_Task statement_
Scan the records for the word "below". Copy each line that includes it.
***** Material shown *****
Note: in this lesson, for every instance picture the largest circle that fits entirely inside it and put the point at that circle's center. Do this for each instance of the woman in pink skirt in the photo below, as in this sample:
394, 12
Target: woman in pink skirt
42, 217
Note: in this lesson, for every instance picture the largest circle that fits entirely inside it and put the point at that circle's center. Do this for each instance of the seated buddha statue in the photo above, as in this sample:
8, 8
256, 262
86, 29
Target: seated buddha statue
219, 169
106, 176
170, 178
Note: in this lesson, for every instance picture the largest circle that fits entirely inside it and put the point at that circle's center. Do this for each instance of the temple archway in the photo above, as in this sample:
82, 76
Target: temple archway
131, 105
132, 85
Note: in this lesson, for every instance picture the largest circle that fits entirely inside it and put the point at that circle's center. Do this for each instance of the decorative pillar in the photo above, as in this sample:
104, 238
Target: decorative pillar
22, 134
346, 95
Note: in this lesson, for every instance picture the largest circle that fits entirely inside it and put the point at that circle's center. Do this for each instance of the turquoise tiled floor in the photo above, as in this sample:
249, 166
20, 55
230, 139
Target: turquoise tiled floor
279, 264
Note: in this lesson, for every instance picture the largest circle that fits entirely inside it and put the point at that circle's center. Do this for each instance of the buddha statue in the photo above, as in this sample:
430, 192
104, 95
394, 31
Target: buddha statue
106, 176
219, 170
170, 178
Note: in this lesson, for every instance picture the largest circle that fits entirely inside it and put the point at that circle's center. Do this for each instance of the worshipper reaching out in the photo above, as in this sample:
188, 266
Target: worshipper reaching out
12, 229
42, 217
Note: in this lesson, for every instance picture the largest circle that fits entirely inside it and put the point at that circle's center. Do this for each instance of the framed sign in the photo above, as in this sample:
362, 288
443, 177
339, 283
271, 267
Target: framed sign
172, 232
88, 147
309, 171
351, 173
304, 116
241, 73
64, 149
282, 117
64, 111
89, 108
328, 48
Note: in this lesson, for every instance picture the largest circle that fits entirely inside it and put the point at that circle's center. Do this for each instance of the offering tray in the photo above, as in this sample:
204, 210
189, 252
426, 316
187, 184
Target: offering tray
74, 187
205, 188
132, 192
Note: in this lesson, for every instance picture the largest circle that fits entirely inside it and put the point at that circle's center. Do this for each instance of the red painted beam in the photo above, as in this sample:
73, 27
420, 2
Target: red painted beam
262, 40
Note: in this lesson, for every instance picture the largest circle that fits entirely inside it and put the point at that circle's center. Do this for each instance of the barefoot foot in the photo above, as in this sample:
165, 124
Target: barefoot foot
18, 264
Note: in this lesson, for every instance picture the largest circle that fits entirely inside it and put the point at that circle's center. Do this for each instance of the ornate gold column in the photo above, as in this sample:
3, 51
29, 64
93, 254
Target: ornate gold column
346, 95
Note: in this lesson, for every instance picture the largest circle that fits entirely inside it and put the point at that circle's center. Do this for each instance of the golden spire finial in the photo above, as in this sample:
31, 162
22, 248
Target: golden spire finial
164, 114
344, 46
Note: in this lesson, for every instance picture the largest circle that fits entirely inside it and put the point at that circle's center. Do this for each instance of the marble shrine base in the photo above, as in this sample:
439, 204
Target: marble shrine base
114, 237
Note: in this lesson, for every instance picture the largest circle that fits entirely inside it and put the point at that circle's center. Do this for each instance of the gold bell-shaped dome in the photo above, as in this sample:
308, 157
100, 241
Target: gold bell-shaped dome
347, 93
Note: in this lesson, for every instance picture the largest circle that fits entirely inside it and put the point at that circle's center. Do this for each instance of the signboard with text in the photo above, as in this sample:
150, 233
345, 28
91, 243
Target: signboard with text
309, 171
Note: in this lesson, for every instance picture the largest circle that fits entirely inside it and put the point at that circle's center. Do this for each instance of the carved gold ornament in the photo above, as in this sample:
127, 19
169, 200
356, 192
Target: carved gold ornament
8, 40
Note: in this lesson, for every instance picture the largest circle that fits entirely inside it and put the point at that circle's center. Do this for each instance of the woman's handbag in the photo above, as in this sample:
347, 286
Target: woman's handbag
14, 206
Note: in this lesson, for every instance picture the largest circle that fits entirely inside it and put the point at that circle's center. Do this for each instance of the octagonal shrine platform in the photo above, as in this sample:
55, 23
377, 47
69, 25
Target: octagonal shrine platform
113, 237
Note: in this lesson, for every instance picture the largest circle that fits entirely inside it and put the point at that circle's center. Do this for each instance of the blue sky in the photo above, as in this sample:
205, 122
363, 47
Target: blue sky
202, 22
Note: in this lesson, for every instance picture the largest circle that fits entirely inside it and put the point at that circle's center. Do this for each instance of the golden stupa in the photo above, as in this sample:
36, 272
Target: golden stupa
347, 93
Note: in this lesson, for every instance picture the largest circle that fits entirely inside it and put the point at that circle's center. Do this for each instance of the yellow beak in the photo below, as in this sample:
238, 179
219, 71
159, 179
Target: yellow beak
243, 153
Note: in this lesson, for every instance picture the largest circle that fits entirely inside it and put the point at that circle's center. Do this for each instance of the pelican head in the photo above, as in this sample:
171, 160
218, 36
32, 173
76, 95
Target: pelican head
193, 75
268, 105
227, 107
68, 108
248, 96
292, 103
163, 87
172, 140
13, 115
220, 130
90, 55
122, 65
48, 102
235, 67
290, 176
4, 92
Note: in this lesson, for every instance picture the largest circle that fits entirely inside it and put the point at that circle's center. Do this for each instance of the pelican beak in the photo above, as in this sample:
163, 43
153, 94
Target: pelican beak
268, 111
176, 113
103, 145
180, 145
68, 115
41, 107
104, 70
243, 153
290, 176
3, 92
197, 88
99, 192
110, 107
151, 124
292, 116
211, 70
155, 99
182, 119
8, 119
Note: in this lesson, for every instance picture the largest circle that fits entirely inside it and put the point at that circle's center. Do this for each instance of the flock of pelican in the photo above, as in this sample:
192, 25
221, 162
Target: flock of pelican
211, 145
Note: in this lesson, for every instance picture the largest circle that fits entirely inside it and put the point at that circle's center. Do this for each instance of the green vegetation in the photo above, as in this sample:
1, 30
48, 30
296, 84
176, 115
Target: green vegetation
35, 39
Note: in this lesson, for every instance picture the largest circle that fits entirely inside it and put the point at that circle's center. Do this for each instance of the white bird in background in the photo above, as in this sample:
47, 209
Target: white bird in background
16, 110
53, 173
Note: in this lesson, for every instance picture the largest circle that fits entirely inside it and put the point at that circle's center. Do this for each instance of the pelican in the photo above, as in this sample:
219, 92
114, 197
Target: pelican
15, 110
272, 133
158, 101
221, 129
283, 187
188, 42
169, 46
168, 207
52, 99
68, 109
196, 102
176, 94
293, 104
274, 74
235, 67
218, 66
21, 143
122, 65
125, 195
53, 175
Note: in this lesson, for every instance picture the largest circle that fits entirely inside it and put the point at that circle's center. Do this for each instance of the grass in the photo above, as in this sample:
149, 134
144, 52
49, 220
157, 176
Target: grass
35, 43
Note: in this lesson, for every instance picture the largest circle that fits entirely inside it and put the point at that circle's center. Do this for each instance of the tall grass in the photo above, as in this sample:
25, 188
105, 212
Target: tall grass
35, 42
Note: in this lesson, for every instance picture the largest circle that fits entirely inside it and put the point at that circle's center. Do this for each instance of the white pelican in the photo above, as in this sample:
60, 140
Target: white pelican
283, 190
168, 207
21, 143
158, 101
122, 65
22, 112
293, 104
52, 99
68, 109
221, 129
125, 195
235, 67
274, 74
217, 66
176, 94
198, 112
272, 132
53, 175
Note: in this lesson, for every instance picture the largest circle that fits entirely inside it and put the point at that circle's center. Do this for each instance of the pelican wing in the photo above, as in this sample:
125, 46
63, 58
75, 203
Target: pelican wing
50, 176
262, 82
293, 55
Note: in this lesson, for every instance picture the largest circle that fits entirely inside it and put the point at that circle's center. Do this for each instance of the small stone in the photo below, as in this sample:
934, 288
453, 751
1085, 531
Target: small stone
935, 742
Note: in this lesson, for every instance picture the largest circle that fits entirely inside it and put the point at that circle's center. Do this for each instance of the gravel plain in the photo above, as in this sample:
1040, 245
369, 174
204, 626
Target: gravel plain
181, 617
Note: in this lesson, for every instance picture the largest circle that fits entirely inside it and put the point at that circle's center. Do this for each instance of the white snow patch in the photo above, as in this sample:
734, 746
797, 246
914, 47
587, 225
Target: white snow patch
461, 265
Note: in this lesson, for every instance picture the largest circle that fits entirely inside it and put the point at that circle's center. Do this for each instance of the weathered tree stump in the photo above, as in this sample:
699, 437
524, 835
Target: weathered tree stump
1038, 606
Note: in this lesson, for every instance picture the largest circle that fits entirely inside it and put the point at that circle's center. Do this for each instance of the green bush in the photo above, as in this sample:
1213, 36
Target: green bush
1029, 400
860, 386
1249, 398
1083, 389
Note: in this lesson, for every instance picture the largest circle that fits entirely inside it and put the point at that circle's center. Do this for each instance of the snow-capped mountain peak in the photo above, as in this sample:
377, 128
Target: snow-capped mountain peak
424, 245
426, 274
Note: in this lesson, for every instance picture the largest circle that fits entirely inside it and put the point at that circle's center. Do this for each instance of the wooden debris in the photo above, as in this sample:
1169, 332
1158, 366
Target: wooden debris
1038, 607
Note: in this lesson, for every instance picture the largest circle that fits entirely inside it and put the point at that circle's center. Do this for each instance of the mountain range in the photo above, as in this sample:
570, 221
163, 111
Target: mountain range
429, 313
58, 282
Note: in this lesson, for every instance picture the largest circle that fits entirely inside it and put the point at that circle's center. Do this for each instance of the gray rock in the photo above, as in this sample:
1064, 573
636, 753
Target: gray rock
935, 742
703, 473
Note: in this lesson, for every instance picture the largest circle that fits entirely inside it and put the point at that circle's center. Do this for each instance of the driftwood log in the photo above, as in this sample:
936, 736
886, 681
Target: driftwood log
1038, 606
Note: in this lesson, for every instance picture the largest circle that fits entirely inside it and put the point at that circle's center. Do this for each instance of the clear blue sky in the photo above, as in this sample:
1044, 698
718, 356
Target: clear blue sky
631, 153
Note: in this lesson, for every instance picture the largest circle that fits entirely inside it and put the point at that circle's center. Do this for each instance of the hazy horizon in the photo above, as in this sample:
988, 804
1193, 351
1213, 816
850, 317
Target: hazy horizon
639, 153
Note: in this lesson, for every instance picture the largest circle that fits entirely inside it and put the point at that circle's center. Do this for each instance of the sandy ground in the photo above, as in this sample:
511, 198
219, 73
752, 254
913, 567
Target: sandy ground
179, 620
*****
_The completed task_
Note: in this lesson, for every instance picture the largest circle that fits entirely inside it and put the point at that circle's center. Do this for each instance of the woman in pink skirt in the photo below, as in this sample:
Note: in this lesson, for every instance picture the largest circle that fits entirely inside it and put the point at that circle's center. Do this for each instance of the yellow beak in the photo below, as in this sample:
Note: in this lesson, for every instance picture the largest circle that fits entirely inside it and put the point at that circle's center. Do this for each instance of the small stone in the photo below, as in this sample:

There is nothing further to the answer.